Copy word for word the part of the blog post on the bone health study starting at "Sunday, June 12, 2011" and ending at "don't want to.".

### Supplied text
Start of Block
Sunday, June 12, 2011
I don't often talk much about my job here, but this week was a big one for me. I am the Project Director for a study on bone health in active duty soldiers. Wednesday, Thursday and Friday we were scheduled to collect data on 200 Soldiers.
What I mean by data collection is something like this:
Soldiers scheduled to arrive at 6:30 am (which meant I got up at 4am every day-- so much fun).
From 6:30-7:30 I would give a powerpoint presentation outlining what we are studying, what they would have to do, making sure they are eligible (they have to be about to deploy, 30 years old or under, and not have any current bone diseases or fractures-- oh, and if they are female they can't be pregnant, but normally pregnant women don't deploy so that wasn't too much of an issue). They also can just choose not to participate if they don't want to.
End of Block
### Supplied data
Start of Block
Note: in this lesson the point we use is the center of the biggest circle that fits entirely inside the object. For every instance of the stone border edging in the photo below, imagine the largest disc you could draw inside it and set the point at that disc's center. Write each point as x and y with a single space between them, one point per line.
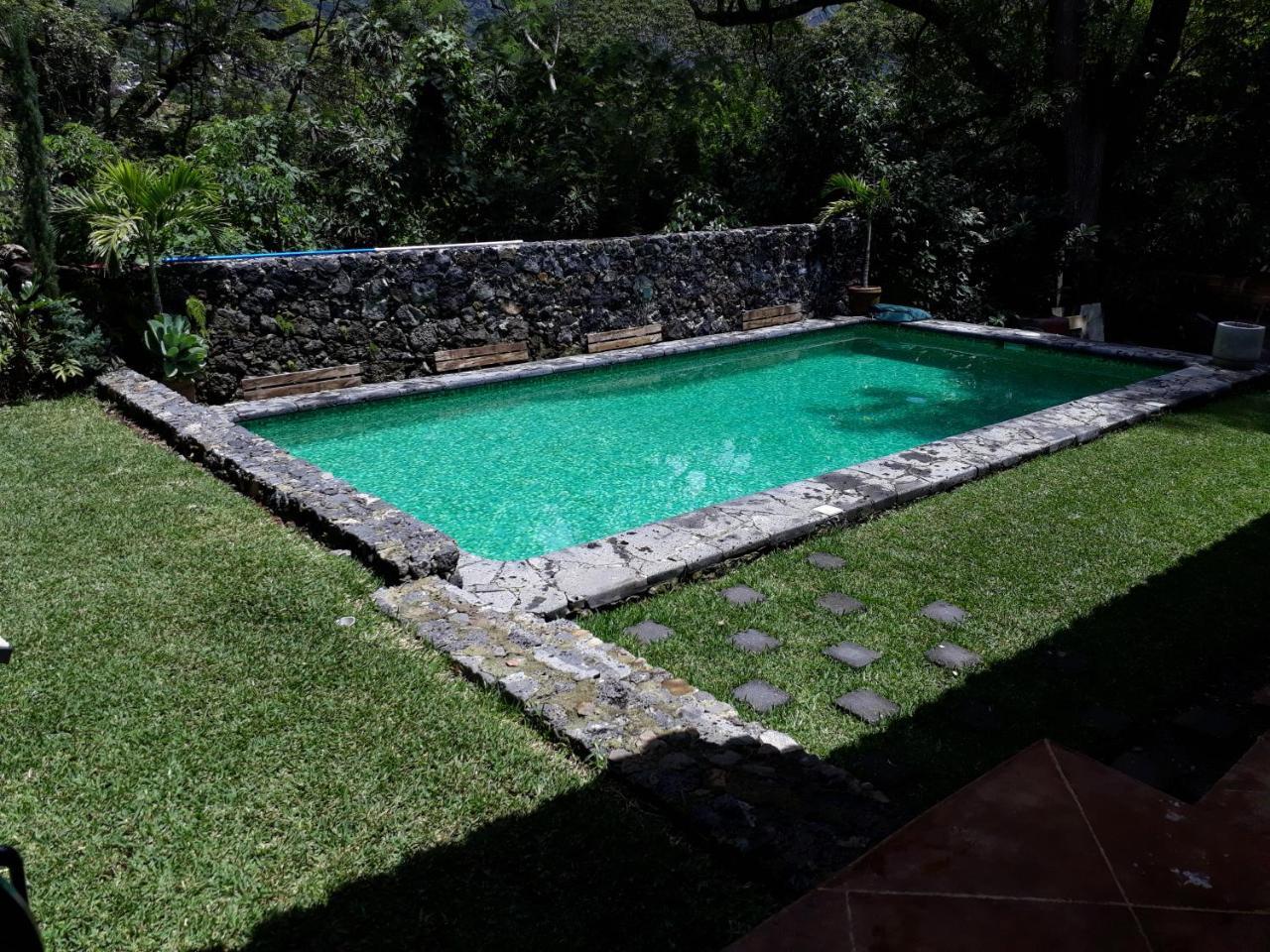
End of Block
### Written response
Sunday, June 12, 2011
I don't often talk much about my job here, but this week was a big one for me. I am the Project Director for a study on bone health in active duty soldiers. Wednesday, Thursday and Friday we were scheduled to collect data on 200 Soldiers.
What I mean by data collection is something like this:
Soldiers scheduled to arrive at 6:30 am (which meant I got up at 4am every day-- so much fun).
From 6:30-7:30 I would give a powerpoint presentation outlining what we are studying, what they would have to do, making sure they are eligible (they have to be about to deploy, 30 years old or under, and not have any current bone diseases or fractures-- oh, and if they are female they can't be pregnant, but normally pregnant women don't deploy so that wasn't too much of an issue). They also can just choose not to participate if they don't want to.